Entries from a pointing dataset
START
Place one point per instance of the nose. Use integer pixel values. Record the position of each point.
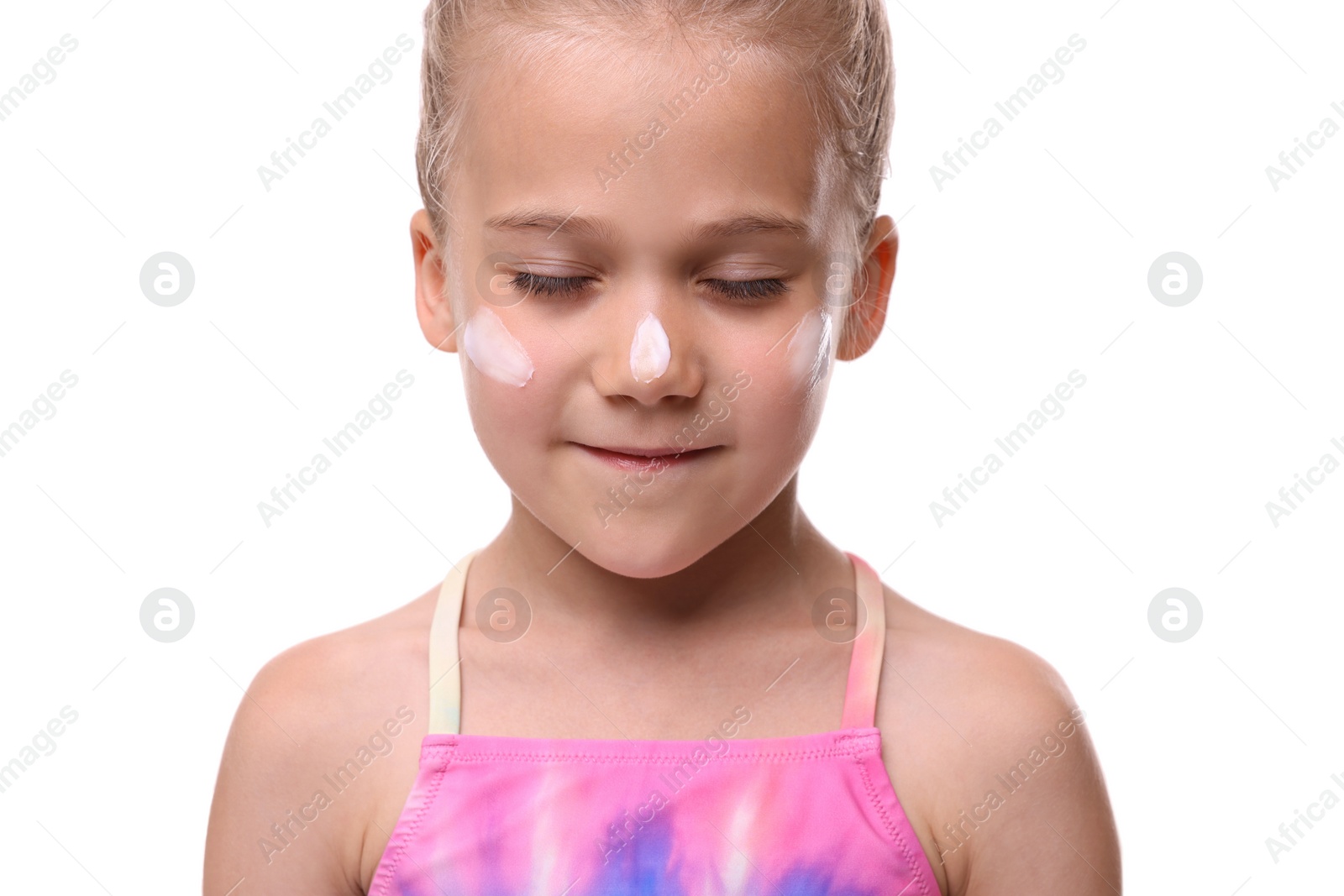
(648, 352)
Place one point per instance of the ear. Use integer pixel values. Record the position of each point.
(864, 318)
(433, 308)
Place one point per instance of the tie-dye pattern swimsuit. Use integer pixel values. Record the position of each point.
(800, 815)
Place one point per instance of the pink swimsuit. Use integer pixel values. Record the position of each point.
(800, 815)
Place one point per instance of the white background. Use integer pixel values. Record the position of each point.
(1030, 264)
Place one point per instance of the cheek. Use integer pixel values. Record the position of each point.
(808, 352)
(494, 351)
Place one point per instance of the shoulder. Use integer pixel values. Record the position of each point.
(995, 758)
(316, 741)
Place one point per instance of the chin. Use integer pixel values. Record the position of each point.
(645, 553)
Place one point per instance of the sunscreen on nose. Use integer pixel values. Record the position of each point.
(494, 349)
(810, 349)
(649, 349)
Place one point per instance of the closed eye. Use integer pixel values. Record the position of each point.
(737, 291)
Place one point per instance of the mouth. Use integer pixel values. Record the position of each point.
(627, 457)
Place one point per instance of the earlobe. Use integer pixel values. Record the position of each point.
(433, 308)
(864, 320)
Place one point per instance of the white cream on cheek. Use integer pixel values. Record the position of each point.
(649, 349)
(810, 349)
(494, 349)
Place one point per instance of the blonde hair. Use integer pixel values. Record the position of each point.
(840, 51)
END
START
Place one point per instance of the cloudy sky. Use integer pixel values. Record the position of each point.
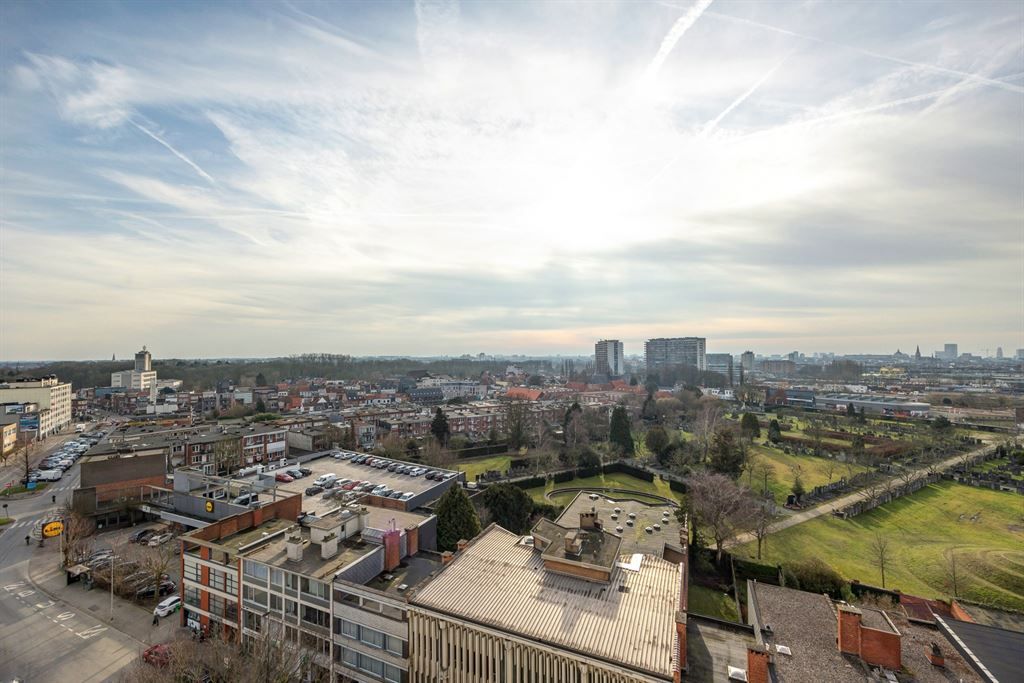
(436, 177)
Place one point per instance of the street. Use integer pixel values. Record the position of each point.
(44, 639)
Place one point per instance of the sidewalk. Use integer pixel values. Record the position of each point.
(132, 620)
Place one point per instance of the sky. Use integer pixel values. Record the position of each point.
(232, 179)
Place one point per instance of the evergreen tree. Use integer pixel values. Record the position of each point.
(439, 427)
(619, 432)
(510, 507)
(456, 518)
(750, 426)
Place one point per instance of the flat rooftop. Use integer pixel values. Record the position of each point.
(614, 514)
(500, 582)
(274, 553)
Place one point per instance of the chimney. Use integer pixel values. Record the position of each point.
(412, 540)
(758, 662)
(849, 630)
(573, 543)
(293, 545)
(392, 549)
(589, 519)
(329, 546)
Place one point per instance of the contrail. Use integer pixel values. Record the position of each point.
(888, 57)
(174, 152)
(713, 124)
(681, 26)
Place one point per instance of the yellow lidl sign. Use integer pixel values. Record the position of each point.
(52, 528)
END
> _DESCRIPTION OF THE TASK_
Reproduce the lines from the one containing "Place one point per instance of the white background." through the one containing "(1030, 264)", inclusive.

> _COMPLETE RESPONSE_
Place one point per instance of the white background. Use integer pixel values. Record the position of each point.
(1030, 264)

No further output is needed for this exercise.